L’heure de vérité pour les syndicats français
Les manifestations organisées mardi dans toute la France par la CGT sont loin d’avoir paralysé le pays. Entre les «gilets jaunes» et le «grand débat» promis par Emmanuel Macron, les syndicats se retrouvent dépassés
Les chiffres sont révélateurs. Ils étaient environ 15000, mardi, dans les rues de Paris à l’appel de la Confédération générale du travail (CGT). Soit à peu près autant que les «gilets jaunes» le 2 février, pour leur… douzième samedi de mobilisation. Le rapport de force entre le syndicat le plus engagé dans la confrontation sociale et le mouvement de colère sorti de nulle part est donc assez clairement en défaveur du premier: «Nos adhérents traditionnels, les fonctionnaires et les employés du secteur public, sont partagés sur les «gilets», expliquait hier Paul, un cheminot cégétiste des ateliers de la gare de Paris-Bercy. On soutient leurs revendications. On se bat aussi contre la baisse du pouvoir d’achat. Mais l’on sait que beaucoup d’entre eux nous voient comme des perdants.»
«Les jeunes n’y croient plus»
Perdants: le mot est redouté par les dirigeants des trois principaux syndicats français: la CGT (longtemps inféodée au Parti communiste), la CFDT (sociale-démocrate et désormais n° 1 dans le secteur privé) et Force ouvrière (née de la scission de la CGT en 1947, très présente dans le secteur public). Pas facile, en effet, d’imaginer un avenir radieux alors que la contestation s’est organisée en France en dehors de ces «corps intermédiaires» et qu’Emmanuel Macron a refusé l’idée d’une grande conférence sociale et écologique proposée par le patron de la CFDT, Laurent Berger, le plus engagé dans le dialogue. Y compris sur le sujet explosif de la réforme des retraites toujours à l’agenda.

[DONNÉES FOURNIES]
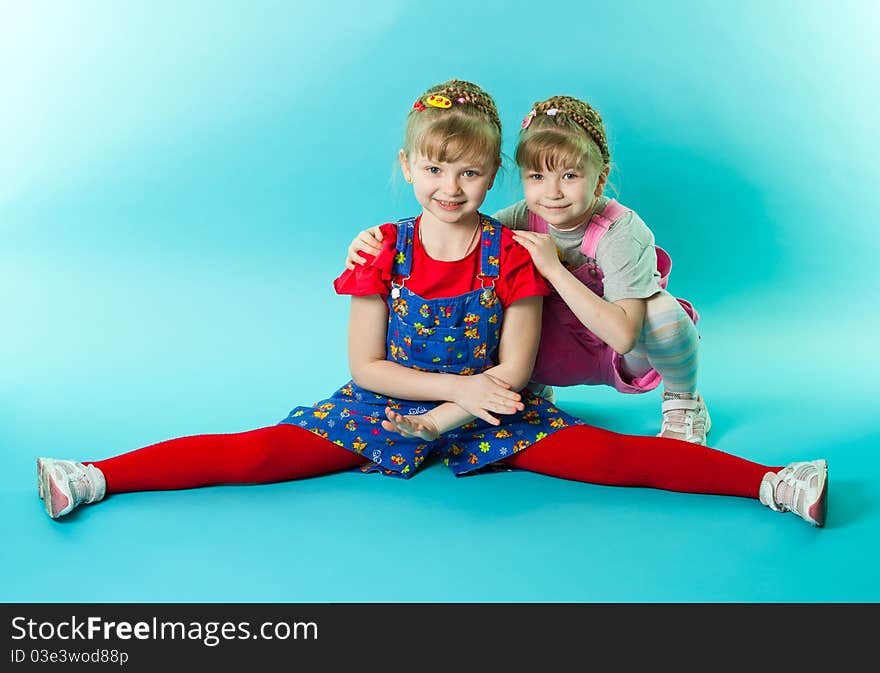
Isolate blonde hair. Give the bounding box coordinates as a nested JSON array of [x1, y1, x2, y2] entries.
[[403, 79, 501, 164], [516, 96, 611, 171]]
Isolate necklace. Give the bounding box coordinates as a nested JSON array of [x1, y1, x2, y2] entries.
[[419, 217, 482, 262]]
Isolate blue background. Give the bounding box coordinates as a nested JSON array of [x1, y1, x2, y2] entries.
[[0, 0, 880, 602]]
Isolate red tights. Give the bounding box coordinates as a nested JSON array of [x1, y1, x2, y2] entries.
[[92, 424, 780, 498]]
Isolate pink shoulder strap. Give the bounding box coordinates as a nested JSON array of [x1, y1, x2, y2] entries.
[[581, 199, 629, 259]]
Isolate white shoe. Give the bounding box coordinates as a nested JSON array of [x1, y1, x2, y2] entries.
[[37, 458, 46, 500], [37, 458, 107, 519], [657, 392, 712, 446], [758, 459, 828, 527], [526, 381, 556, 404]]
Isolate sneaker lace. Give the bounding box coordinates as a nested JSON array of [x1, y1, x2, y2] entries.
[[773, 463, 819, 513]]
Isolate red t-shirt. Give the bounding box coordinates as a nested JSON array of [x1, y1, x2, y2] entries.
[[333, 219, 550, 307]]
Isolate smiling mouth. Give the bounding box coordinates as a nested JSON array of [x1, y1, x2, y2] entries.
[[434, 199, 464, 210]]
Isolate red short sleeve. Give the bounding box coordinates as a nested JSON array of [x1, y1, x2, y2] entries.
[[333, 222, 397, 298], [495, 227, 550, 306]]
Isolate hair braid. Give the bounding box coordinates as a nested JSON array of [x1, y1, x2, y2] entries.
[[419, 79, 501, 132], [534, 96, 611, 164]]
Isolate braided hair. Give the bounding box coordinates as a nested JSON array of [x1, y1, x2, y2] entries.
[[516, 96, 611, 170], [403, 79, 501, 164]]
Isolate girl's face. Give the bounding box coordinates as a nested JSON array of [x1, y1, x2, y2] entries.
[[522, 161, 608, 229], [399, 150, 498, 224]]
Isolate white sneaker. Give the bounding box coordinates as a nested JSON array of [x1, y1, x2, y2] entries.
[[37, 458, 107, 519], [758, 459, 828, 527], [657, 392, 712, 445], [526, 381, 556, 404], [37, 458, 46, 500]]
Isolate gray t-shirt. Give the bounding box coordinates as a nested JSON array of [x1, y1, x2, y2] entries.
[[492, 196, 661, 301]]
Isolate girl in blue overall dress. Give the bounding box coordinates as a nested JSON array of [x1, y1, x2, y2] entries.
[[282, 215, 584, 478], [37, 80, 827, 526]]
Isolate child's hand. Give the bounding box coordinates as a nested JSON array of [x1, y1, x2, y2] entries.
[[382, 407, 440, 442], [345, 226, 382, 269], [513, 231, 563, 278], [452, 373, 525, 425]]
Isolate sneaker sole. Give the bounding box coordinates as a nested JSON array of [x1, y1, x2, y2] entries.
[[43, 465, 72, 519], [807, 460, 828, 528]]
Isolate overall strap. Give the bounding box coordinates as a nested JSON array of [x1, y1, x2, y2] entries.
[[581, 199, 629, 259], [391, 217, 416, 278], [477, 214, 504, 285], [528, 210, 550, 234]]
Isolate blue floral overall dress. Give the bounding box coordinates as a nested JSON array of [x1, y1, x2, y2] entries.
[[281, 214, 584, 478]]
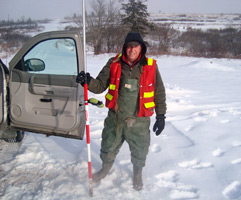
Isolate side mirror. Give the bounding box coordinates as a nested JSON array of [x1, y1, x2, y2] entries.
[[24, 58, 45, 72]]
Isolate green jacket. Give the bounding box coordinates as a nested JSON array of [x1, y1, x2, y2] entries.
[[88, 56, 167, 115]]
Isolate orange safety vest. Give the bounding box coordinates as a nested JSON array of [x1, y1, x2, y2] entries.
[[105, 54, 156, 117]]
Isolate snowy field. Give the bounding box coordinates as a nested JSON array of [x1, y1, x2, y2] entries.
[[0, 54, 241, 200]]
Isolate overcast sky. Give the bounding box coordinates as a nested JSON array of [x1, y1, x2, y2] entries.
[[0, 0, 241, 20]]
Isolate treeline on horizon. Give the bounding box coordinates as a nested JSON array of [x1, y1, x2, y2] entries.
[[0, 16, 241, 59]]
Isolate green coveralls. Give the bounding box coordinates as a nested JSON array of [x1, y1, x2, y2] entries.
[[100, 78, 150, 167]]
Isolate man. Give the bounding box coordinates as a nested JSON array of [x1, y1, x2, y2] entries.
[[76, 32, 166, 190]]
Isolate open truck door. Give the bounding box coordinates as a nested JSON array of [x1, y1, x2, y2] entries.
[[0, 31, 85, 139]]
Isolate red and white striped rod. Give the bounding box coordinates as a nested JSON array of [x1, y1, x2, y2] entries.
[[82, 0, 93, 197]]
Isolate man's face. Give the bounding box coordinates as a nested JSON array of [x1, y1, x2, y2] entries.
[[126, 43, 141, 63]]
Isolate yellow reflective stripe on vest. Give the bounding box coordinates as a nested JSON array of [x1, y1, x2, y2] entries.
[[145, 102, 155, 108], [110, 84, 115, 90], [144, 91, 154, 98], [105, 93, 113, 101], [147, 58, 153, 66]]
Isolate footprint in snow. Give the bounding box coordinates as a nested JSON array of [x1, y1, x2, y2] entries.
[[212, 148, 224, 157], [185, 126, 194, 132], [231, 158, 241, 165], [178, 159, 213, 169], [155, 170, 199, 199], [232, 141, 241, 147], [222, 181, 241, 199], [151, 144, 161, 153]]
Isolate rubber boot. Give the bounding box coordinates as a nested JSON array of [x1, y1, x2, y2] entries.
[[133, 165, 143, 191], [92, 163, 113, 182]]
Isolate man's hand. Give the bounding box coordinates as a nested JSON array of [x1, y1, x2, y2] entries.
[[76, 71, 92, 86], [153, 115, 166, 136]]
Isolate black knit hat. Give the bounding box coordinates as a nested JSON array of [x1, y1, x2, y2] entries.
[[122, 32, 146, 55]]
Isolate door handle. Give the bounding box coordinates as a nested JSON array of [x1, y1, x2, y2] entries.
[[40, 99, 52, 103]]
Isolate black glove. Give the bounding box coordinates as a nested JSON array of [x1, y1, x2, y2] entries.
[[76, 71, 92, 87], [153, 115, 166, 136]]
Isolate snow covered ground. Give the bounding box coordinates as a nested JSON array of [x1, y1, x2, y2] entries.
[[0, 54, 241, 200]]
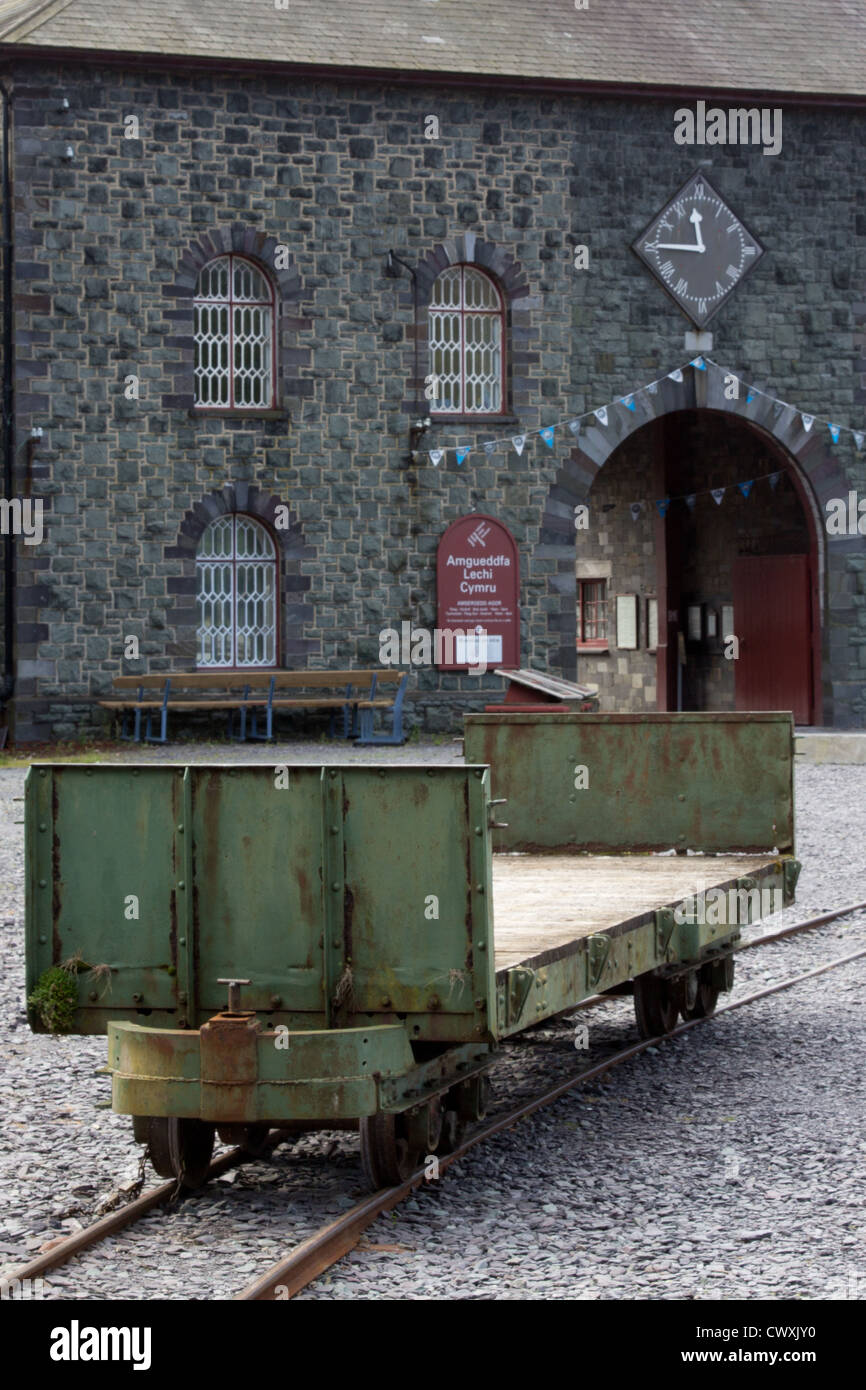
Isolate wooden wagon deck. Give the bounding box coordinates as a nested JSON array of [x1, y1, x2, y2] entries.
[[493, 853, 778, 972]]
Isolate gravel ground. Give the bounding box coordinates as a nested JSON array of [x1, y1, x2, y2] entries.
[[0, 741, 866, 1300]]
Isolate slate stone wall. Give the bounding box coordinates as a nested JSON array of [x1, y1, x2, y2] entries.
[[8, 60, 866, 739]]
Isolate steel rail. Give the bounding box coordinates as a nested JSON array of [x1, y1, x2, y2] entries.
[[235, 942, 866, 1302], [3, 902, 866, 1300], [0, 1130, 294, 1283]]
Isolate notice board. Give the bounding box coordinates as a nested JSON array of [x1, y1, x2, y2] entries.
[[436, 512, 520, 671]]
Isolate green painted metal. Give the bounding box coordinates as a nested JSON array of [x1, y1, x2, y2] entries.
[[464, 713, 794, 853], [25, 714, 799, 1125], [26, 765, 495, 1043]]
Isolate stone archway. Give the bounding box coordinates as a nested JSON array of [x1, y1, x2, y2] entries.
[[539, 364, 856, 723]]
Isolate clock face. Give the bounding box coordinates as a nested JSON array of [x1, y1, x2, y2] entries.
[[631, 174, 763, 328]]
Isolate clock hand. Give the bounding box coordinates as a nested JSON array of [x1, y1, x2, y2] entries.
[[689, 207, 705, 252]]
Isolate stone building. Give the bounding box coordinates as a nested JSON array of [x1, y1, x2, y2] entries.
[[0, 0, 866, 741]]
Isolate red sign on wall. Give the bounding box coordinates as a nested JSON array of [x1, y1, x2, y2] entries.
[[436, 512, 520, 671]]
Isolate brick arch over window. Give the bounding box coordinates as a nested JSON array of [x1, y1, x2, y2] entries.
[[163, 222, 310, 413], [538, 368, 860, 723], [165, 482, 318, 670], [405, 232, 537, 420]]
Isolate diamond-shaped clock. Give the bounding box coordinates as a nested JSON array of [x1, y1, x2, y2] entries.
[[631, 174, 763, 328]]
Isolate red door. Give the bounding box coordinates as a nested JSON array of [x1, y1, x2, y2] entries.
[[723, 555, 812, 724]]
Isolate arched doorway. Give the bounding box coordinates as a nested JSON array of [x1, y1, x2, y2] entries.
[[575, 407, 823, 724]]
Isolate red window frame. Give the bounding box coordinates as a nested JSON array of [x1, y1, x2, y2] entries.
[[577, 578, 609, 652]]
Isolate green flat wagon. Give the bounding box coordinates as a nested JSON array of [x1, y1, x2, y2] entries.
[[25, 714, 799, 1187]]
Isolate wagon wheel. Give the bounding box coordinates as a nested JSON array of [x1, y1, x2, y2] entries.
[[240, 1125, 271, 1158], [683, 960, 733, 1019], [634, 974, 680, 1038], [360, 1097, 442, 1191], [438, 1073, 491, 1154], [147, 1115, 214, 1187]]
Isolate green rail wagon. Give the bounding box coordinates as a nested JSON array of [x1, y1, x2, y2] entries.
[[26, 714, 799, 1187]]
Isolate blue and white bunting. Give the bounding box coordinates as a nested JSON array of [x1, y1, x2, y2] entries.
[[416, 356, 866, 486]]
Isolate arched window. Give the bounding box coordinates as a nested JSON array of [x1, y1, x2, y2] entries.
[[428, 265, 505, 416], [195, 254, 274, 410], [196, 513, 277, 667]]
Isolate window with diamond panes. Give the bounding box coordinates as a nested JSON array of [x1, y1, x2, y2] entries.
[[428, 265, 505, 416], [195, 256, 274, 410], [196, 514, 277, 667], [577, 580, 607, 646]]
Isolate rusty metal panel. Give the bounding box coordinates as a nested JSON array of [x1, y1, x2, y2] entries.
[[189, 765, 325, 1026], [466, 713, 794, 853], [335, 767, 493, 1040], [25, 765, 182, 1033], [26, 765, 495, 1041]]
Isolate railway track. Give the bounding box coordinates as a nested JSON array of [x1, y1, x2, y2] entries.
[[6, 901, 866, 1301]]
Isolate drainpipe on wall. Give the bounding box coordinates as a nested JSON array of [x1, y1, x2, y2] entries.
[[0, 82, 15, 739]]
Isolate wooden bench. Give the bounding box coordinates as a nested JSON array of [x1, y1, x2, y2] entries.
[[99, 670, 409, 744]]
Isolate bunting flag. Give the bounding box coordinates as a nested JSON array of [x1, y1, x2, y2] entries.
[[414, 356, 866, 469]]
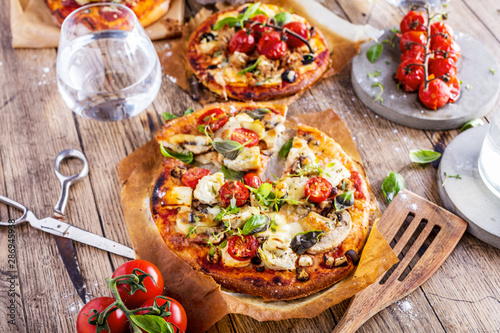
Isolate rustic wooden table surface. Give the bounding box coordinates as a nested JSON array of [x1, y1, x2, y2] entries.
[[0, 0, 500, 333]]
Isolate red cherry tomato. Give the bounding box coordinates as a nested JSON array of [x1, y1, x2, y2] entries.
[[396, 59, 425, 92], [76, 297, 128, 333], [399, 31, 427, 52], [227, 235, 259, 261], [137, 297, 187, 333], [257, 32, 288, 60], [431, 21, 455, 39], [198, 108, 229, 132], [399, 11, 427, 34], [245, 14, 274, 41], [219, 180, 250, 207], [113, 259, 163, 309], [231, 128, 259, 147], [283, 22, 309, 49], [429, 58, 457, 77], [243, 172, 262, 188], [305, 177, 332, 203], [431, 36, 460, 62], [181, 168, 212, 190], [448, 76, 460, 103], [418, 76, 450, 110], [229, 30, 255, 54]]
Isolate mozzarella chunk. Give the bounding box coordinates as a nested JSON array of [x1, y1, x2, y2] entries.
[[162, 134, 212, 154], [321, 160, 351, 187], [193, 172, 224, 205], [162, 186, 193, 207], [224, 146, 261, 171]]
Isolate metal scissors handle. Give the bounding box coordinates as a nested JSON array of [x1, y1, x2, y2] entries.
[[54, 149, 89, 216]]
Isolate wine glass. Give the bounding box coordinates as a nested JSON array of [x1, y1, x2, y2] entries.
[[57, 3, 161, 121]]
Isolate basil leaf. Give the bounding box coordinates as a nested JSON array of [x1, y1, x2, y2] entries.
[[245, 108, 271, 120], [410, 149, 441, 164], [334, 190, 354, 212], [220, 165, 245, 180], [160, 145, 193, 164], [290, 230, 325, 255], [274, 12, 293, 27], [460, 119, 484, 133], [382, 171, 406, 203], [278, 138, 293, 160], [242, 215, 269, 235], [163, 112, 177, 121], [366, 43, 384, 64], [237, 57, 261, 75], [214, 16, 238, 31], [130, 315, 175, 333]]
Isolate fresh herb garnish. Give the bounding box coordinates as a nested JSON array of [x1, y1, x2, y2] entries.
[[366, 43, 384, 64], [160, 145, 194, 164], [382, 171, 406, 203], [410, 149, 441, 164]]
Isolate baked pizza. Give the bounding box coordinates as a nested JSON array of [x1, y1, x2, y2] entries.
[[187, 3, 330, 100], [151, 103, 375, 300], [45, 0, 170, 27]]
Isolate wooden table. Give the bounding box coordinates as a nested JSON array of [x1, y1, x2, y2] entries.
[[0, 0, 500, 333]]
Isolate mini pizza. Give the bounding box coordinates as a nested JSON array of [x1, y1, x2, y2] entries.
[[151, 103, 375, 300], [187, 3, 330, 100]]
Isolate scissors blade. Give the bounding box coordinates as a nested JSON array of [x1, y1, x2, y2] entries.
[[36, 217, 135, 259]]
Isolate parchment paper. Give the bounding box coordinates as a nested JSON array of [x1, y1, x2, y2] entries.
[[118, 110, 398, 332], [10, 0, 184, 48], [159, 0, 383, 105]]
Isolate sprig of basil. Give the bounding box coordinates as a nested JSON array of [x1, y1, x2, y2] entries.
[[382, 171, 406, 203], [160, 145, 194, 164], [290, 230, 325, 255], [366, 43, 384, 64], [130, 315, 175, 333], [220, 165, 245, 180], [241, 215, 269, 235], [212, 140, 244, 160], [410, 149, 441, 164], [278, 138, 293, 160], [334, 190, 354, 212]]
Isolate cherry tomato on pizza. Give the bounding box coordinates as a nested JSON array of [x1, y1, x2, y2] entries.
[[181, 168, 212, 190], [231, 128, 259, 147], [399, 11, 427, 34], [418, 75, 450, 110], [227, 235, 259, 261], [429, 58, 457, 77], [198, 108, 229, 132], [283, 22, 309, 49], [76, 297, 129, 333], [137, 297, 187, 333], [305, 177, 332, 203], [113, 259, 163, 309], [229, 30, 255, 54], [399, 31, 427, 52], [219, 180, 250, 207], [431, 21, 455, 39], [396, 59, 425, 92], [243, 172, 262, 188], [257, 32, 288, 60]]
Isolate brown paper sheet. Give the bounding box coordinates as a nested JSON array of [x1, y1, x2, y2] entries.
[[118, 110, 398, 332], [10, 0, 184, 48], [159, 0, 382, 105]]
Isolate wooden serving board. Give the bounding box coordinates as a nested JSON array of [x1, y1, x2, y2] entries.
[[333, 190, 467, 333]]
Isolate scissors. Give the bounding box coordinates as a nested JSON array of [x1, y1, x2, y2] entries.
[[0, 149, 135, 303]]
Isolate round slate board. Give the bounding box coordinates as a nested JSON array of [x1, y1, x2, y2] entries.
[[351, 30, 500, 130], [437, 126, 500, 248]]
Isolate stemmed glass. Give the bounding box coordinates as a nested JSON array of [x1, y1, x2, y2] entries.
[[57, 3, 161, 121]]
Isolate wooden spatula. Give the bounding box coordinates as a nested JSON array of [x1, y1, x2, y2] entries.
[[333, 190, 467, 333]]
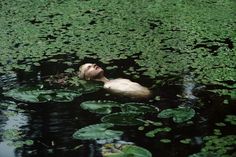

[CONSIGNE]
Reproduisez mot pour mot le passage du texte sur les syndicats français qui va de «Perdants: le mot» jusqu’à «toujours à l’agenda.» inclus. Les items ne sont pas nécessaires pour cet exercice.

[RÉPONSE FINALE]
Perdants: le mot est redouté par les dirigeants des trois principaux syndicats français: la CGT (longtemps inféodée au Parti communiste), la CFDT (sociale-démocrate et désormais n° 1 dans le secteur privé) et Force ouvrière (née de la scission de la CGT en 1947, très présente dans le secteur public). Pas facile, en effet, d’imaginer un avenir radieux alors que la contestation s’est organisée en France en dehors de ces «corps intermédiaires» et qu’Emmanuel Macron a refusé l’idée d’une grande conférence sociale et écologique proposée par le patron de la CFDT, Laurent Berger, le plus engagé dans le dialogue. Y compris sur le sujet explosif de la réforme des retraites toujours à l’agenda.